Named-object pointing records:
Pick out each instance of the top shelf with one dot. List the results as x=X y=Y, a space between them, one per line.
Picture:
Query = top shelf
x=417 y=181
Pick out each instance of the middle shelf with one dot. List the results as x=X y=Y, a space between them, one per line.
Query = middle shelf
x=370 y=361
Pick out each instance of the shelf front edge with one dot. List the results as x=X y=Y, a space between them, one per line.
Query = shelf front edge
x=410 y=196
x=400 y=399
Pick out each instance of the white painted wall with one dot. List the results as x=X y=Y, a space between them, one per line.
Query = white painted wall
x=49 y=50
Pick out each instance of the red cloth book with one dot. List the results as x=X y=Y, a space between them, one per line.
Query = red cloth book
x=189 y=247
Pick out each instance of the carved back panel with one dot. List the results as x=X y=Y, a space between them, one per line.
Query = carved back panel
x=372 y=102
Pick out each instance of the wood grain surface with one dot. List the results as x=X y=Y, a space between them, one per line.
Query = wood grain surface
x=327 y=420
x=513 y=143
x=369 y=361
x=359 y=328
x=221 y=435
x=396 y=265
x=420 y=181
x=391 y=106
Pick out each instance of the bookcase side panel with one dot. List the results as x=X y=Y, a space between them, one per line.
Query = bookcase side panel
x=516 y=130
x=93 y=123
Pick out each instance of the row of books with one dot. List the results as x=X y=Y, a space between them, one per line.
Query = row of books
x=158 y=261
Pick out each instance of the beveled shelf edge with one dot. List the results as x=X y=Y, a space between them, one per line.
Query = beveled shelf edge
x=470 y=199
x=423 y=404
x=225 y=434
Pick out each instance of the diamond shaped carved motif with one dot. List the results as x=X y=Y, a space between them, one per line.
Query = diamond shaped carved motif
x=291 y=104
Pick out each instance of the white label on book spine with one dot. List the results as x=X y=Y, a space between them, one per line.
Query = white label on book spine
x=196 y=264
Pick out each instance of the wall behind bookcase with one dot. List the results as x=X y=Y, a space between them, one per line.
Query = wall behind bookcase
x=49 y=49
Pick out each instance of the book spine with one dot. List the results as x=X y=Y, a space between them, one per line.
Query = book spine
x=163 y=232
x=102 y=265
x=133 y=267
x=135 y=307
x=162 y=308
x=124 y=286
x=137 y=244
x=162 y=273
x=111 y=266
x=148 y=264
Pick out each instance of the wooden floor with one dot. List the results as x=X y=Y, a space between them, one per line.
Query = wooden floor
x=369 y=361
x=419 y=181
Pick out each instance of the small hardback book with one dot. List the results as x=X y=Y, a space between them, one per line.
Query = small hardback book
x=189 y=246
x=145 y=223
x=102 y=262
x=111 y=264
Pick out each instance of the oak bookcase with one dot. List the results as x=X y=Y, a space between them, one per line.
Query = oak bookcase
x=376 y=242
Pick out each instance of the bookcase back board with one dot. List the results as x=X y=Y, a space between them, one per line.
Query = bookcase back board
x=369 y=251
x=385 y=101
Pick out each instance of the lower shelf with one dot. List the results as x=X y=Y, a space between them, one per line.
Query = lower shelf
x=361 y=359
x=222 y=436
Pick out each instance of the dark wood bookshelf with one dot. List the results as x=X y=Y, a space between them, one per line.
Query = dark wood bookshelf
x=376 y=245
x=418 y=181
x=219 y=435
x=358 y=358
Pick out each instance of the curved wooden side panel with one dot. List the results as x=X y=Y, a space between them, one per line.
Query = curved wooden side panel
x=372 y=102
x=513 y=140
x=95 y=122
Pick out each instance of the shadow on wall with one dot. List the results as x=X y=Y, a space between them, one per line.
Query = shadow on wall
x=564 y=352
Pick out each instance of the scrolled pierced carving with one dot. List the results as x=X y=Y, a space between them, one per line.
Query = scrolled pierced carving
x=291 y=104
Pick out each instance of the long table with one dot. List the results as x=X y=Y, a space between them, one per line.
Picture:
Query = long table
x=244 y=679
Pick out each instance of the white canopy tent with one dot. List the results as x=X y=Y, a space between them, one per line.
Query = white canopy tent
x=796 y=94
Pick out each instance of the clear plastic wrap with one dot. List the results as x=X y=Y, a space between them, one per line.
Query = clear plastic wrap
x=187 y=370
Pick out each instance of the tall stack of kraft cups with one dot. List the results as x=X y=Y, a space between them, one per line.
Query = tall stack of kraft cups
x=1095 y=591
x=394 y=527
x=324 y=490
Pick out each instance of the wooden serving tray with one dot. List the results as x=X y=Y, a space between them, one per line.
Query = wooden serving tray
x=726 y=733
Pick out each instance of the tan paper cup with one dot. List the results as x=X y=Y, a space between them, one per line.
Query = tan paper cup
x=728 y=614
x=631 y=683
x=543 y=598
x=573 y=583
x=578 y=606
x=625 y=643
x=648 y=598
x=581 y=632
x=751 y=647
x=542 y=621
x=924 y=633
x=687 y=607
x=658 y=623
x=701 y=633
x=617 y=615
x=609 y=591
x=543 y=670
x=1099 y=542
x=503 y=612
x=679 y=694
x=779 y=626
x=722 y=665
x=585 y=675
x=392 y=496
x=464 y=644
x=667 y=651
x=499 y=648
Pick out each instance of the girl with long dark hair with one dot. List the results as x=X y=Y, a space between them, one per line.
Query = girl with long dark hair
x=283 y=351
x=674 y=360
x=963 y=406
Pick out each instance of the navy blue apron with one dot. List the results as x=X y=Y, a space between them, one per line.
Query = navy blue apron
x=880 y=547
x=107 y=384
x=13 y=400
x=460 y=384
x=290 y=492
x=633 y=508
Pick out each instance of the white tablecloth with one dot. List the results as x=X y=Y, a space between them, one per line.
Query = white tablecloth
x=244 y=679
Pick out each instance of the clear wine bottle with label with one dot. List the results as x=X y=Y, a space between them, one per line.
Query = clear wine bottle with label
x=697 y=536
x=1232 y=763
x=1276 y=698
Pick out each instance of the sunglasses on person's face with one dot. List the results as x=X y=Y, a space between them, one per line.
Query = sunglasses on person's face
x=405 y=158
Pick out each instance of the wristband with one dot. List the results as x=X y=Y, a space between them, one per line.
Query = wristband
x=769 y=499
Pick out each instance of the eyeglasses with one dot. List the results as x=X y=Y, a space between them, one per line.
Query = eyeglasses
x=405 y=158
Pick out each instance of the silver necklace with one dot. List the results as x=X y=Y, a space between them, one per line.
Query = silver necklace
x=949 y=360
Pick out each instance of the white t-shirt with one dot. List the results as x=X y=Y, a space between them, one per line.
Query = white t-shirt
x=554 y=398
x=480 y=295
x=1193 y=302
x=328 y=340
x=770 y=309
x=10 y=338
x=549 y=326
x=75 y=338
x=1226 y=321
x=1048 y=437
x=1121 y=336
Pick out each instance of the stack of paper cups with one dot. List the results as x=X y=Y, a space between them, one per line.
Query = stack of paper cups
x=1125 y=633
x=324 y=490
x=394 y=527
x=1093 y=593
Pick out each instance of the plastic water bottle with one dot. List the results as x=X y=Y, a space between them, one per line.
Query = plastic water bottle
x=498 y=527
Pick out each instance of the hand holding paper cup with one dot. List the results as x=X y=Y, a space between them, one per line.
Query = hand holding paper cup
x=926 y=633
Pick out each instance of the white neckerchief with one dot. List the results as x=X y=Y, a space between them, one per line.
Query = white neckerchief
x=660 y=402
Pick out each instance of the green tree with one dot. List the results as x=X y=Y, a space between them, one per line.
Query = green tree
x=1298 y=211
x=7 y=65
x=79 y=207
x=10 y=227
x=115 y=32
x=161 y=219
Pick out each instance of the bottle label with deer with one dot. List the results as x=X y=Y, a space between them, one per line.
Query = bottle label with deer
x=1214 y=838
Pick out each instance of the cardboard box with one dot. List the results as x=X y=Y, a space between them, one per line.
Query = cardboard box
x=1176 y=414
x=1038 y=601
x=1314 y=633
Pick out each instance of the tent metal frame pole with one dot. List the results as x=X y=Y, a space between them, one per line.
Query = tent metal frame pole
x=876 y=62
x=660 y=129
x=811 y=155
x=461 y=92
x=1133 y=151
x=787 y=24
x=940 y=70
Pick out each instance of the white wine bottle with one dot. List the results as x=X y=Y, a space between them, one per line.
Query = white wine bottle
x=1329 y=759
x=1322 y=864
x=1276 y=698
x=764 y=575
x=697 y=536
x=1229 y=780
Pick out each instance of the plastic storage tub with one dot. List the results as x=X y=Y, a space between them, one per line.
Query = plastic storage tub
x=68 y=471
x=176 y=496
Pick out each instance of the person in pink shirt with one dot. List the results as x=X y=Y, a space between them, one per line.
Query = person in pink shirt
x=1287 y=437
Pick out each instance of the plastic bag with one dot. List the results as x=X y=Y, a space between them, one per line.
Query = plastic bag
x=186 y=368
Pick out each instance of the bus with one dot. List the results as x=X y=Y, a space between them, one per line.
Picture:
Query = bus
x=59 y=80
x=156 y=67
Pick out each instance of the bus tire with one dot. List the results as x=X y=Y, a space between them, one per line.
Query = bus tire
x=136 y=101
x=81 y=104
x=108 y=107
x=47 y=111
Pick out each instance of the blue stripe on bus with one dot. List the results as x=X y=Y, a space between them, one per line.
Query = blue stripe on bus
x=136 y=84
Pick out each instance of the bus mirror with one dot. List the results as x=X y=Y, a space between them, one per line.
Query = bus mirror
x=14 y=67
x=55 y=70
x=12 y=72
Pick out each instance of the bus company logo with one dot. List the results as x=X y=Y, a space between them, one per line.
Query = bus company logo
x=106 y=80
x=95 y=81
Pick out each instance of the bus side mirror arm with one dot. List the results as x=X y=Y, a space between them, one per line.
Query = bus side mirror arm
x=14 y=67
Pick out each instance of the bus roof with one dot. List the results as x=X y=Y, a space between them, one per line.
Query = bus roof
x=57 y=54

**Your objective:** Lay out the section of the lines above that opens with the line containing "Pick out each instance of the tall" and closes with the line containing "x=726 y=733" as a Markdown table. Use a Number column for the row number and a Record line column for the line, and leave out any blank lines.

**Final result:**
| Number | Record line |
|---|---|
| 1 | Pick out each instance of the tall stack of kraft cups with one dot. List the results as x=X y=Y, a space between them, one per line. |
| 2 | Query = tall stack of kraft cups |
| 3 | x=1095 y=591 |
| 4 | x=394 y=527 |
| 5 | x=324 y=490 |
| 6 | Pick out each instance of the wooden serving tray with one dot. List the results as x=X y=Y, a space between them, one per line. |
| 7 | Query = wooden serving tray |
| 8 | x=726 y=733 |